# Brief
Your task is to return the span of lines beginning at the one with "Would you mind pointing out the submerged" and ending at the last line of the data, exactly as it stands.

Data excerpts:
######

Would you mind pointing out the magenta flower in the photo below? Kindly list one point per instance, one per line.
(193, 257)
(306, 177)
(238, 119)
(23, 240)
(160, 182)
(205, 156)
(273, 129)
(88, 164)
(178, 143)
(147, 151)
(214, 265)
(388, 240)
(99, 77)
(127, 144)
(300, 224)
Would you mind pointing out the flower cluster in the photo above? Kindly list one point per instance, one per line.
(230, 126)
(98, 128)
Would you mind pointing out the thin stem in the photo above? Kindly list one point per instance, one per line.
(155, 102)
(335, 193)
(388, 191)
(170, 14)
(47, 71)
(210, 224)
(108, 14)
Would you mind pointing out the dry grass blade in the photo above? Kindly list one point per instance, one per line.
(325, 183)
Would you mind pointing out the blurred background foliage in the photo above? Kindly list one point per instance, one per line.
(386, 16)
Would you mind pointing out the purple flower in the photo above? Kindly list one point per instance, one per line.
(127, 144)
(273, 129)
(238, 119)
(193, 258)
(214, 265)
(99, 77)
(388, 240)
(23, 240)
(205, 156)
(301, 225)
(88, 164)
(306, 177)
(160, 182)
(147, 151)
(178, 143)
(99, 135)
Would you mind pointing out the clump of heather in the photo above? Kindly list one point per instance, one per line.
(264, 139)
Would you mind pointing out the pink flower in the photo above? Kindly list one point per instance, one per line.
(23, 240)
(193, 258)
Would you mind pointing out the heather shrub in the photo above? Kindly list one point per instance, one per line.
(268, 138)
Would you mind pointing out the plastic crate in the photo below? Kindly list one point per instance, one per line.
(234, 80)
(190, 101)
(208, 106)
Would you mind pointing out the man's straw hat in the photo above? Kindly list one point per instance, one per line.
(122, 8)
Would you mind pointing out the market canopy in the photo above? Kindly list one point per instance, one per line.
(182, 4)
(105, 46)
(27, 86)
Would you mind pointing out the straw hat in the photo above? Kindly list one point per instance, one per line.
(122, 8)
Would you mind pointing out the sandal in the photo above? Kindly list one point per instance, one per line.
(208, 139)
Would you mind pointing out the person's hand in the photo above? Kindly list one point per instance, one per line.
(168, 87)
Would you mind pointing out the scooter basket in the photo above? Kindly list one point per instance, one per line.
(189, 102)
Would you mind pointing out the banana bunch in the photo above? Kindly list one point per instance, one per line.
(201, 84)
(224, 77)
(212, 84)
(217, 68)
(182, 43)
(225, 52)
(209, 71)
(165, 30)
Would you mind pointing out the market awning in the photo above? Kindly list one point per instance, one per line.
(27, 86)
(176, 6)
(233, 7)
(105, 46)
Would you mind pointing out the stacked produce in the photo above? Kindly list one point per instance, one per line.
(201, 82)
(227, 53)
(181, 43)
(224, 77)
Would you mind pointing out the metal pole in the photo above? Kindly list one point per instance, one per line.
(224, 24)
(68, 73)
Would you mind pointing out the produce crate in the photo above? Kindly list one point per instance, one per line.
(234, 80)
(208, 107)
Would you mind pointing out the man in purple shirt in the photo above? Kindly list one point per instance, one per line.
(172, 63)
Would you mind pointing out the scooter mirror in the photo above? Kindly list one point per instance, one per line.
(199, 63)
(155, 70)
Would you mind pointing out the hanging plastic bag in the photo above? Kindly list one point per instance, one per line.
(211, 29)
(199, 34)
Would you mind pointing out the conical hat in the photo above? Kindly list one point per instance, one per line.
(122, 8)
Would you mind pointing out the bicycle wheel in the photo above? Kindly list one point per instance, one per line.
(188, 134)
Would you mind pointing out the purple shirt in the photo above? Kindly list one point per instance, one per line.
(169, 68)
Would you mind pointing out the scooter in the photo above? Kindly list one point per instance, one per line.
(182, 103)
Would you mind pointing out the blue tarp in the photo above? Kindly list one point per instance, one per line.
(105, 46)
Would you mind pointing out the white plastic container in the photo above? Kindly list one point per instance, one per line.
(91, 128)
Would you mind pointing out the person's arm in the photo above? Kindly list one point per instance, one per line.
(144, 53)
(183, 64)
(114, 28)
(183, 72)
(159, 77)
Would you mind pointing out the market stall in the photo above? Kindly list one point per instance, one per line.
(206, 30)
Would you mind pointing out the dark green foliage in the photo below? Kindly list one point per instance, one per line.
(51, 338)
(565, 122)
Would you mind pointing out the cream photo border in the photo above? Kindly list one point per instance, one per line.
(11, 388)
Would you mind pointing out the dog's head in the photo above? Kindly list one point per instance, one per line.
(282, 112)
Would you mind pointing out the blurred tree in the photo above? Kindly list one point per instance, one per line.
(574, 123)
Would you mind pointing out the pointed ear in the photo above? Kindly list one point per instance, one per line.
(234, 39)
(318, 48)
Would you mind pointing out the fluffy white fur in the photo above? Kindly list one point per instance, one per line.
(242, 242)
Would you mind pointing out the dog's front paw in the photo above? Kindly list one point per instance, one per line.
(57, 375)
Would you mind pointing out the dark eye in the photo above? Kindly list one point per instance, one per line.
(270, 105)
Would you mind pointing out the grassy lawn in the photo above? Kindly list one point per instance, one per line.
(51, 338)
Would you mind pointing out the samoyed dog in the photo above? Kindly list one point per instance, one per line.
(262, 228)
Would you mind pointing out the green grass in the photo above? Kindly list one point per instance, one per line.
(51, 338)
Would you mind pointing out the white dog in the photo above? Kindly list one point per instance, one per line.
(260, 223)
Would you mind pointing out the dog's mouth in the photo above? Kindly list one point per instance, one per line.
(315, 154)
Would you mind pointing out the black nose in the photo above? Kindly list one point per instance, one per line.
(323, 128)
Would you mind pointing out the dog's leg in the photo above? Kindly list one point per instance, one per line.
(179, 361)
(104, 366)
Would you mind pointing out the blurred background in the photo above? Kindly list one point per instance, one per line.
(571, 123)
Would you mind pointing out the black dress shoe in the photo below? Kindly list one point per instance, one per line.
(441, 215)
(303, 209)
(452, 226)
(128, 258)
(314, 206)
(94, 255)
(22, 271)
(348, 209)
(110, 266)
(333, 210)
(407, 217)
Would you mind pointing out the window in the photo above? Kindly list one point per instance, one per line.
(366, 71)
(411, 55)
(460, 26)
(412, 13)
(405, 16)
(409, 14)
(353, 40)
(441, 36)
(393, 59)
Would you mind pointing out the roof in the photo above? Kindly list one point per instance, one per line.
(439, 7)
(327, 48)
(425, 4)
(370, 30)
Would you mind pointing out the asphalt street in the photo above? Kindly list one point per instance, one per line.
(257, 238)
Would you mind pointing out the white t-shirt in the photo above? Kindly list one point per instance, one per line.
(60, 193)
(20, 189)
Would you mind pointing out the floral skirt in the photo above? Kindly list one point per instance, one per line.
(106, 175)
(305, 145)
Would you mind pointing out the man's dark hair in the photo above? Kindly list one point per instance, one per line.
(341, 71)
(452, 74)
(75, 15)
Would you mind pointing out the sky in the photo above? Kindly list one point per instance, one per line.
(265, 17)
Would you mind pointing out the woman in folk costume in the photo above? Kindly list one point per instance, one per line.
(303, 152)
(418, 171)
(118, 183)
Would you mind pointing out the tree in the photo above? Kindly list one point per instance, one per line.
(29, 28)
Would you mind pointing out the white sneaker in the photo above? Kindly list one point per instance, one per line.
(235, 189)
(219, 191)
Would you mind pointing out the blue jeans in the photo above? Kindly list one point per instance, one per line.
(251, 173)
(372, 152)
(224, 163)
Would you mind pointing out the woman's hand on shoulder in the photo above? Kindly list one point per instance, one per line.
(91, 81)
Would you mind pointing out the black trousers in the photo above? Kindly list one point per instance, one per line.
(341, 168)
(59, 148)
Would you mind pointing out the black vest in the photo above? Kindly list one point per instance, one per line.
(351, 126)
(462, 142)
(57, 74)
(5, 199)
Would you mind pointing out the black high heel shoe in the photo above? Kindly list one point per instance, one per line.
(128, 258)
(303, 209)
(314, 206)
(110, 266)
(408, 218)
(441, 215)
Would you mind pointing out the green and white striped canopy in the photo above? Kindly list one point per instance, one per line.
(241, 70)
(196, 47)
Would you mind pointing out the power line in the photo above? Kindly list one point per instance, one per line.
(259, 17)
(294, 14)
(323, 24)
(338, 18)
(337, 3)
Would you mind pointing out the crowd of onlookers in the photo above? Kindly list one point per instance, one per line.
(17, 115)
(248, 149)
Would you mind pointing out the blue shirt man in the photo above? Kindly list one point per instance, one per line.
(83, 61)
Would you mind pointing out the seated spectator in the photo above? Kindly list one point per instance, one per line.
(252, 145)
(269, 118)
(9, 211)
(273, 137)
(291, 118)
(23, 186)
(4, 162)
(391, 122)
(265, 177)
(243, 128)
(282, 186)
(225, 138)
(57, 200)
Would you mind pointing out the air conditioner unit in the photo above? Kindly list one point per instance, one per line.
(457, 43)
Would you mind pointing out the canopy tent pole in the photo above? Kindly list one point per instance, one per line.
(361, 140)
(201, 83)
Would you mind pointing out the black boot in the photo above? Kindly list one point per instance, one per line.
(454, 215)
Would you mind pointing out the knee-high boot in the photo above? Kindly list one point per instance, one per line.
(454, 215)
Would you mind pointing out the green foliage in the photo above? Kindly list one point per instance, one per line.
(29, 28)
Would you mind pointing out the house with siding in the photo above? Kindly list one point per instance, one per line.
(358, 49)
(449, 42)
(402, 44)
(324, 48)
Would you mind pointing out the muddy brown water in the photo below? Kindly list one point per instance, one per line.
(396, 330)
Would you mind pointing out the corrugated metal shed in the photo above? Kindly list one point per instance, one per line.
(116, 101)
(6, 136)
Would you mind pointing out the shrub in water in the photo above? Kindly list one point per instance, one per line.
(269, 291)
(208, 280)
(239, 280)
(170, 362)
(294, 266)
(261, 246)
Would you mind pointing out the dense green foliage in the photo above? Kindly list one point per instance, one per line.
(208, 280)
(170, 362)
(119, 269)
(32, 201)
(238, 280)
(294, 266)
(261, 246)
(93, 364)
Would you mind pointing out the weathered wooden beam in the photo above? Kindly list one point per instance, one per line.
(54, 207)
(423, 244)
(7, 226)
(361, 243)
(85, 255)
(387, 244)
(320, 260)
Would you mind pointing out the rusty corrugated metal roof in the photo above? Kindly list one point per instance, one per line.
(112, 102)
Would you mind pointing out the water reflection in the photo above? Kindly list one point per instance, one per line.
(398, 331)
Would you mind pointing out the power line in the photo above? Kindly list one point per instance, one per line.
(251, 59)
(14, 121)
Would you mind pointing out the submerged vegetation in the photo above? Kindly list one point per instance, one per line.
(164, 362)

######

# The answer
Would you mind pointing out the submerged vegetation in the photo above? Kindly list one point per instance, one per line.
(164, 362)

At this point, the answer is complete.